▸ **What is required**: Transcribe every entry word for word, leaving out all images.
++++++
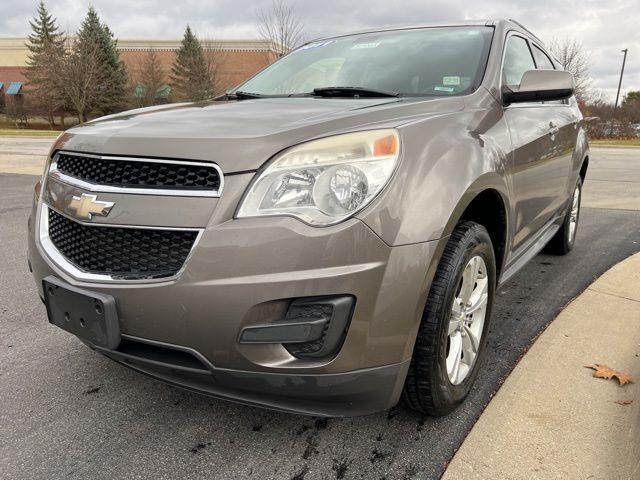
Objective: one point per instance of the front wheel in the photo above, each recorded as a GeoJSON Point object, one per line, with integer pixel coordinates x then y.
{"type": "Point", "coordinates": [452, 335]}
{"type": "Point", "coordinates": [564, 239]}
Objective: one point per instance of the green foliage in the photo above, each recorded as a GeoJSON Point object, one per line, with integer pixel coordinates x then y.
{"type": "Point", "coordinates": [46, 51]}
{"type": "Point", "coordinates": [152, 78]}
{"type": "Point", "coordinates": [191, 72]}
{"type": "Point", "coordinates": [96, 39]}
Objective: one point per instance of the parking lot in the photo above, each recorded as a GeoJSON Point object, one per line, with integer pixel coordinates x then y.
{"type": "Point", "coordinates": [67, 412]}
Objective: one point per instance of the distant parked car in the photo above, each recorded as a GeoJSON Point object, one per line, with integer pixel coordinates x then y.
{"type": "Point", "coordinates": [328, 238]}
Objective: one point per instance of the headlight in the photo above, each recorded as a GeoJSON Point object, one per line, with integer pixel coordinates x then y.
{"type": "Point", "coordinates": [325, 181]}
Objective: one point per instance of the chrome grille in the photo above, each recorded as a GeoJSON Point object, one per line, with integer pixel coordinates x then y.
{"type": "Point", "coordinates": [140, 174]}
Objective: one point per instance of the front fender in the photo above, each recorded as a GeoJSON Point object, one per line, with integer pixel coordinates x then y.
{"type": "Point", "coordinates": [446, 161]}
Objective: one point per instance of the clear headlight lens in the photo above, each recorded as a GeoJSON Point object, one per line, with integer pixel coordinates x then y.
{"type": "Point", "coordinates": [325, 181]}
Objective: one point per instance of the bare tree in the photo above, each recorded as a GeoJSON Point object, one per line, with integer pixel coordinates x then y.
{"type": "Point", "coordinates": [215, 58]}
{"type": "Point", "coordinates": [281, 26]}
{"type": "Point", "coordinates": [571, 54]}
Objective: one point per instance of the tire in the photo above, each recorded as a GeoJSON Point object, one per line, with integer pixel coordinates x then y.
{"type": "Point", "coordinates": [565, 238]}
{"type": "Point", "coordinates": [429, 387]}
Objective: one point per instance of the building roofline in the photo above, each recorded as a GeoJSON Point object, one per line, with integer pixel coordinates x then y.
{"type": "Point", "coordinates": [128, 44]}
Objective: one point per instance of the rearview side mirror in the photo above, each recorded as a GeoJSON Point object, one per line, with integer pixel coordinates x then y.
{"type": "Point", "coordinates": [540, 86]}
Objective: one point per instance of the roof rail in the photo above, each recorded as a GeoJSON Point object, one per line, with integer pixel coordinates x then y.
{"type": "Point", "coordinates": [526, 30]}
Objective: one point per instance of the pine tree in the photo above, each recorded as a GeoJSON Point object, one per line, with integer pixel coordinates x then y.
{"type": "Point", "coordinates": [97, 37]}
{"type": "Point", "coordinates": [152, 77]}
{"type": "Point", "coordinates": [46, 53]}
{"type": "Point", "coordinates": [190, 74]}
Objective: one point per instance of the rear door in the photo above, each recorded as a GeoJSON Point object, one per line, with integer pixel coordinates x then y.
{"type": "Point", "coordinates": [535, 174]}
{"type": "Point", "coordinates": [565, 121]}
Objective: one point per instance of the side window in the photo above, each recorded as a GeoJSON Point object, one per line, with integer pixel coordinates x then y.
{"type": "Point", "coordinates": [542, 60]}
{"type": "Point", "coordinates": [517, 60]}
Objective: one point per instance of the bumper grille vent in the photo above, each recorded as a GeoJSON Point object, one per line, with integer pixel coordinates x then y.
{"type": "Point", "coordinates": [122, 253]}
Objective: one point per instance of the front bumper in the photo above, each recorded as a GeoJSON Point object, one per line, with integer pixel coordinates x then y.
{"type": "Point", "coordinates": [246, 272]}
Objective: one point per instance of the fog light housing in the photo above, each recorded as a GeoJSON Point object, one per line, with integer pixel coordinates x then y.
{"type": "Point", "coordinates": [313, 327]}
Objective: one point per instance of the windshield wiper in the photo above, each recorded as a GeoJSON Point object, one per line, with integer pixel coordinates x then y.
{"type": "Point", "coordinates": [355, 92]}
{"type": "Point", "coordinates": [239, 95]}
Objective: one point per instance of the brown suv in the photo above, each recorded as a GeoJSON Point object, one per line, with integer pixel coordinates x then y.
{"type": "Point", "coordinates": [328, 237]}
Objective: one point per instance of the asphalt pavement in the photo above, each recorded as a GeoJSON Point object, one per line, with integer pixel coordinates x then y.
{"type": "Point", "coordinates": [67, 412]}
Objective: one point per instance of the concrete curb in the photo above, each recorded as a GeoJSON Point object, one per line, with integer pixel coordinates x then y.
{"type": "Point", "coordinates": [551, 418]}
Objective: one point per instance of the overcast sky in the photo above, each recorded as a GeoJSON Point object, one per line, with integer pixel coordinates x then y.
{"type": "Point", "coordinates": [604, 27]}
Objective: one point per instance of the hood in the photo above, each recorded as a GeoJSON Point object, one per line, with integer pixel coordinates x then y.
{"type": "Point", "coordinates": [241, 135]}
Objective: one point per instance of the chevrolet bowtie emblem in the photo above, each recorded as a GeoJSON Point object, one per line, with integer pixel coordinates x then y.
{"type": "Point", "coordinates": [87, 205]}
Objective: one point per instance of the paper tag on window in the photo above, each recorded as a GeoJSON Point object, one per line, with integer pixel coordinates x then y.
{"type": "Point", "coordinates": [365, 45]}
{"type": "Point", "coordinates": [455, 81]}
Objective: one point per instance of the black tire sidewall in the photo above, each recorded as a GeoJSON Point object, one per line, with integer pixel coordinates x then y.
{"type": "Point", "coordinates": [570, 242]}
{"type": "Point", "coordinates": [477, 244]}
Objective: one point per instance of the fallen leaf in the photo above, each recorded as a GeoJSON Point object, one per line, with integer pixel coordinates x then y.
{"type": "Point", "coordinates": [603, 371]}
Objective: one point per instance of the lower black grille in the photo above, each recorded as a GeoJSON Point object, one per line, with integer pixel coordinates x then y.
{"type": "Point", "coordinates": [122, 253]}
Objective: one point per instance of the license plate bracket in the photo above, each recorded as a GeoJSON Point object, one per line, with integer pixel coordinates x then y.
{"type": "Point", "coordinates": [90, 316]}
++++++
▸ **Response to the task**:
Objective: one point per instance of the front wheel in the photo above, each recorded as a GeoJSON Point object, one per line, with integer pixel coordinates x then y.
{"type": "Point", "coordinates": [452, 335]}
{"type": "Point", "coordinates": [564, 239]}
Objective: one point per instance of the green foliage in the photo above, each recorded as a GeoJSON Point object, one per line, with integer pixel coordinates x then y.
{"type": "Point", "coordinates": [46, 51]}
{"type": "Point", "coordinates": [152, 78]}
{"type": "Point", "coordinates": [191, 72]}
{"type": "Point", "coordinates": [96, 39]}
Objective: one point per instance of the parking lot in the photo above, each recorded as a GeoJSON Point object, one per line, with integer pixel coordinates x then y.
{"type": "Point", "coordinates": [67, 412]}
Objective: one point per instance of the distant parked car in the photo above, each recorded as a GeoJSON Point object, one per line, with integer pixel coordinates x then y.
{"type": "Point", "coordinates": [328, 238]}
Objective: one point per instance of the headlight in the photo above, each recorded as a GeoJSON Point object, one per line, with integer pixel coordinates x then y.
{"type": "Point", "coordinates": [325, 181]}
Objective: one point per instance of the chrome grille in the photo above, each recorded as a GeoJSON Point object, one per line, with integer pixel coordinates x then y.
{"type": "Point", "coordinates": [140, 174]}
Objective: one point per instance of the front fender in the photo above, each recorded as a GeoJSON Point object, one per line, with integer pixel coordinates x then y.
{"type": "Point", "coordinates": [446, 161]}
Objective: one point per instance of the clear headlight lens in the photo above, each recorded as a GeoJSON Point object, one per line, with integer pixel coordinates x then y.
{"type": "Point", "coordinates": [325, 181]}
Objective: one point per instance of the bare tree in the photo above, each recorded as a GeoJSON Point object, one per line, with integer pixel coordinates x then y.
{"type": "Point", "coordinates": [215, 58]}
{"type": "Point", "coordinates": [281, 26]}
{"type": "Point", "coordinates": [571, 54]}
Objective: one point per instance of the tire in the photo above, each recorded as a GeoJSON Point object, one per line, with integer pixel coordinates x then y.
{"type": "Point", "coordinates": [565, 238]}
{"type": "Point", "coordinates": [429, 387]}
Objective: one point per instance of the building roofline in the photo above, each recorded as a GeoJSON Point object, one per line, with integer pixel coordinates x then y.
{"type": "Point", "coordinates": [128, 44]}
Objective: one point per instance of the rearview side mirror in the photo above, each recorded as a GeoJSON Point object, one per line, with integer pixel coordinates x then y.
{"type": "Point", "coordinates": [540, 86]}
Objective: one point per instance of the roof rail in the photo above, each recorded as a GeoJSON Point object, one per line, with integer pixel coordinates x then y.
{"type": "Point", "coordinates": [526, 30]}
Objective: one point per instance of the pine tree in the photo above, each recorded as a GeoJSON Point object, one per line, with integer pixel coordinates x then y.
{"type": "Point", "coordinates": [97, 37]}
{"type": "Point", "coordinates": [152, 77]}
{"type": "Point", "coordinates": [46, 53]}
{"type": "Point", "coordinates": [190, 74]}
Objective: one point per instance of the rear door in the photo above, each recorded as a GeoJSON Point object, one per line, with integer pixel coordinates x then y.
{"type": "Point", "coordinates": [535, 174]}
{"type": "Point", "coordinates": [565, 121]}
Objective: one point per instance of the side window in the photo above, each recorded as a GeoJSON Point object, one per line, with integer pixel coordinates x then y.
{"type": "Point", "coordinates": [542, 60]}
{"type": "Point", "coordinates": [517, 60]}
Objective: one point per instance of the bumper grille vent in the photo above, each recorded as a GeoJSON Point object, one per line, with integer pixel coordinates x then y.
{"type": "Point", "coordinates": [122, 253]}
Objective: one point per instance of the front bumper in the photo above, each recorded as a GeoJSON Point object, one per line, with integer pixel coordinates x then y.
{"type": "Point", "coordinates": [246, 272]}
Objective: one point per instance of the fog light housing in the photo above, each recorded as a GeoJSON Point object, one per line, with integer pixel coordinates x then y.
{"type": "Point", "coordinates": [313, 327]}
Objective: one point per instance of the windshield wiper in the photo above, each recorded as a GeoJSON Point object, one per line, with integer pixel coordinates x then y.
{"type": "Point", "coordinates": [355, 92]}
{"type": "Point", "coordinates": [239, 95]}
Objective: one point per instance of the brown suv in the photo above, each recorded as a GeoJSON Point object, one per line, with integer pixel coordinates x then y.
{"type": "Point", "coordinates": [328, 237]}
Objective: one point per instance of the asphalt pavement in the photo above, each recorded as a GeoJSON Point object, one per line, with integer pixel coordinates x then y.
{"type": "Point", "coordinates": [67, 412]}
Objective: one point per instance of the concrete curb in the photo above, each recorded as a GeoJSON Point object, one per line, with integer pixel coordinates x then y.
{"type": "Point", "coordinates": [551, 418]}
Objective: one point per instance of the overcast sky in the photo above, each recorded as a GeoJSON Point object, one per line, with integer pixel coordinates x then y.
{"type": "Point", "coordinates": [604, 27]}
Objective: one point per instance of the hood in the photo above, each recorded as a GeoJSON Point object, one per line, with integer pixel coordinates x then y.
{"type": "Point", "coordinates": [241, 135]}
Objective: one point per instance of the chevrolet bowtie emblem in the photo above, each recorded as a GeoJSON Point object, one per line, with integer pixel coordinates x then y.
{"type": "Point", "coordinates": [87, 205]}
Objective: one point per instance of the paper tag on window in the photo above, each recorded as a GeoJSON Point object, one per line, with integer pixel coordinates x then y.
{"type": "Point", "coordinates": [365, 45]}
{"type": "Point", "coordinates": [455, 81]}
Objective: one point per instance of the black tire sidewall in the photo above, each recorded as a GeoJSON Point object, one per line, with integer pixel coordinates x then y.
{"type": "Point", "coordinates": [570, 242]}
{"type": "Point", "coordinates": [477, 244]}
Objective: one point per instance of the fallen leaf in the photo above, each recorded as a GeoJSON Point object, one per line, with integer pixel coordinates x then y.
{"type": "Point", "coordinates": [603, 371]}
Objective: one point per instance of the lower black grille in the photo above, each recorded as a GeoJSON Point object, one per line, with integer pixel coordinates x then y.
{"type": "Point", "coordinates": [122, 253]}
Objective: one point per instance of the license plate bracket in the photo above, each recorded as a GeoJSON Point object, one per line, with integer pixel coordinates x then y.
{"type": "Point", "coordinates": [90, 316]}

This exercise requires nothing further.